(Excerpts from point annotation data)
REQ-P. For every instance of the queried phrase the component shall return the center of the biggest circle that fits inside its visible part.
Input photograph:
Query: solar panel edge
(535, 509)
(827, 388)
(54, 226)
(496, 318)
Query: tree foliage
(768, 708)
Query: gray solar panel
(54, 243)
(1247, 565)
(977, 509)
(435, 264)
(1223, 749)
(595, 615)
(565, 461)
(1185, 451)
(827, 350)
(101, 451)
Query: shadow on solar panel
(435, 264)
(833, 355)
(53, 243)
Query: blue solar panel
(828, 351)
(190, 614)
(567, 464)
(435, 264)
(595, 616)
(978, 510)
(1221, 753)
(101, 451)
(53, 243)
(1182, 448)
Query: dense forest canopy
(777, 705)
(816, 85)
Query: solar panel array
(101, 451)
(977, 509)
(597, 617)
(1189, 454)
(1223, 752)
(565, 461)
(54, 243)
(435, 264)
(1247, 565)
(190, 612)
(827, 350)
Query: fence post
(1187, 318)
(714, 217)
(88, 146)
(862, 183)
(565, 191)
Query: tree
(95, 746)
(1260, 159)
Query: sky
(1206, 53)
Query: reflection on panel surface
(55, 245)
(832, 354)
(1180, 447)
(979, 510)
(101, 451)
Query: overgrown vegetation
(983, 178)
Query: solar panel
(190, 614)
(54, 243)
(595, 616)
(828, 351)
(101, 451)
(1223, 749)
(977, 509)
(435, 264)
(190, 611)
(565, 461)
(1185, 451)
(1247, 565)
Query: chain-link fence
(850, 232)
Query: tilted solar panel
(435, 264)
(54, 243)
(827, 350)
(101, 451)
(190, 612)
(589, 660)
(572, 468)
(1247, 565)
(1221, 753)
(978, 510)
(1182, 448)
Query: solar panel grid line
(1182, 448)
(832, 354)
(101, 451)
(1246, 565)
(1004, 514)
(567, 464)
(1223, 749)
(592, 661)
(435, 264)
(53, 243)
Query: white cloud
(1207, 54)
* * *
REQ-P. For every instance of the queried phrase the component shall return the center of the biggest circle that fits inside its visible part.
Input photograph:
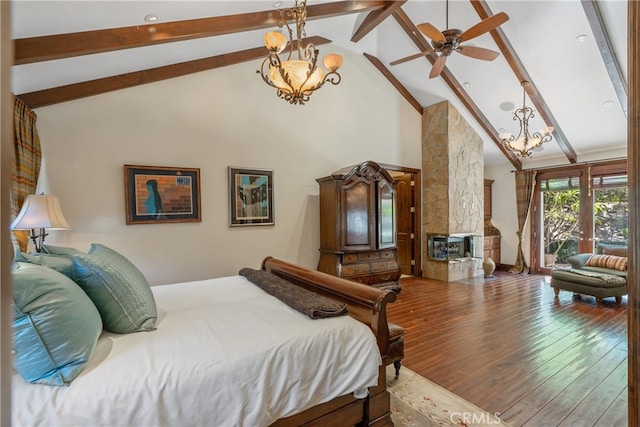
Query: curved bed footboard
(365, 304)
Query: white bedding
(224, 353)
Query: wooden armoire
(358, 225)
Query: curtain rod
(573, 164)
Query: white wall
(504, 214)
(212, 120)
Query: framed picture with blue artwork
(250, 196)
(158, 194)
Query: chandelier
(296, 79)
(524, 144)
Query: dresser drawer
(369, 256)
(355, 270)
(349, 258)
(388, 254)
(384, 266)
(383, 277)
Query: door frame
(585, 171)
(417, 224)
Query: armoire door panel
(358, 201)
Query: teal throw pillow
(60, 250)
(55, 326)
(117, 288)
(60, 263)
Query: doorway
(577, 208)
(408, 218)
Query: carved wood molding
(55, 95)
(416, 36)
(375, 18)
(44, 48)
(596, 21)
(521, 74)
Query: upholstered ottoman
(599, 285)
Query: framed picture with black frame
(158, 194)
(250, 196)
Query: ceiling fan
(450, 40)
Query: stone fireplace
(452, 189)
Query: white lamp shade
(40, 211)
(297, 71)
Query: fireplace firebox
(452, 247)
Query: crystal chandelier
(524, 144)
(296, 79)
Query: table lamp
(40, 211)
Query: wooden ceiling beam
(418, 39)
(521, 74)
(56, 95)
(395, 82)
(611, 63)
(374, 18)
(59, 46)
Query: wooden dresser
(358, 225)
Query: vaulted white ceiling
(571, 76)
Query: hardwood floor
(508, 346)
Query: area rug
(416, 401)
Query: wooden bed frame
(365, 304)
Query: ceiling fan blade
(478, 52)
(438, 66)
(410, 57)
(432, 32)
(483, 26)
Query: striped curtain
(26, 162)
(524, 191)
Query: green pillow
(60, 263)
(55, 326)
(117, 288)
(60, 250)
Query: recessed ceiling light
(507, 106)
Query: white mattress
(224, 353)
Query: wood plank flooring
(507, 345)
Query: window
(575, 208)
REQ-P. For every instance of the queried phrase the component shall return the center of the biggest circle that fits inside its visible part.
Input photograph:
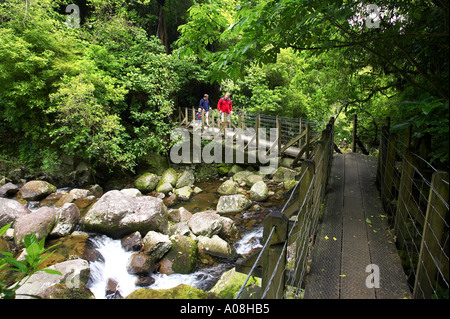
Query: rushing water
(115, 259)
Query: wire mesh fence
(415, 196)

• **Work required**
Extract each line of the material above that contains the string "wooden".

• **Exercise answer**
Query: wooden armoire
Query: wooden ceiling beam
Query: wooden dresser
Query: wooden bed frame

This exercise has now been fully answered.